In India, “Demonstrating that within multinational corporations “environmental laxity is more the norm than the exception,” Blanding discussed three case studies in which Coca-Cola factories were accused of taking water away from local community sources and infecting their leftover reserves with illegal levels of pesticides and metals”. On some lands in India, their water draining operations have actually caused a collapse of the land due to the extraction of too much water from below the ground.
You may ask yourself, is there no stopping this unaccountable corporate behemoth of unlimited greed and power? Well thankfully, there are too many organizations and individuals to list in this article alone. In fact, there are many campaigns and from many fronts, trying to hold Coca Cola accountable for their devastating environmental insults to the people and places within our fragile planet.
Part 2 of this article will further examine the other remaining key reasons why they continue to fight for growth and profit at the expense of our frail and limited physical resources. In my next installment, you will see firsthand, from just one out of dozens perhaps even hundreds of other anti-Coke websites, that fatally exposes ‘Killer Coke’ for their devastating and lethal, environmental degradation and destruction. Please stay tuned!
Continue reading – The Coca Cola Company: A Capitalists Most Unprofitable Nightmare Come True
“In fact, corporations are required by law to make their financial interests more important than any other competing and perhaps, ‘people’ or ‘environmental’ interest.”
What law says that? Citation please.
There are some corporations that do well by all their stakeholders. Examples:
– Southwest Airlines
– National Instruments
– Whole Foods Market
Corporations like that are a minority, but they do exist, and I don’t expect their CEOs to be jailed anytime soon for taking all of their stakeholders into conideration.
Corporations are obliged to act in the best interests of their shareholders. See Boyle & Birds’ Company Law (p. 493 of the fifth edition) among others. In terms of cases, Re Smith and Fawcett Ltd  Ch. 304 at 306.
Directors have a broad discretion as to what “best interests” are. However, any decisions (e.g. acting in the interests of all stakeholders) must be taken in a bone fide belief that the decision is in the best interests of their shareholders. See Dodge v. Ford Motor Co. (1919) 204 Mich. 459 at 506 and Hutton v. West Cork Railway Company (1883) 23 Ch. D. 654 at 673.
Legally speaking, I am inclined to agree with you. Thanks for your legal eagle advice.

◆ **Exercise prompt**
Rewrite the Coca-Cola passage from "What law says" to "304 at 306.", replacing "stakeholders" with "constituents" throughout. The lines after the passage are not needed.

◆ **Given data**

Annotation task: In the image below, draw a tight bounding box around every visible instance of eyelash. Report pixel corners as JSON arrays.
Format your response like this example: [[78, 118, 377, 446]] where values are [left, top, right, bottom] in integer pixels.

◆ **Answer box**
What law says that? Citation please.
There are some corporations that do well by all their constituents. Examples:
– Southwest Airlines
– National Instruments
– Whole Foods Market
Corporations like that are a minority, but they do exist, and I don’t expect their CEOs to be jailed anytime soon for taking all of their constituents into conideration.
Corporations are obliged to act in the best interests of their shareholders. See Boyle & Birds’ Company Law (p. 493 of the fifth edition) among others. In terms of cases, Re Smith and Fawcett Ltd  Ch. 304 at 306.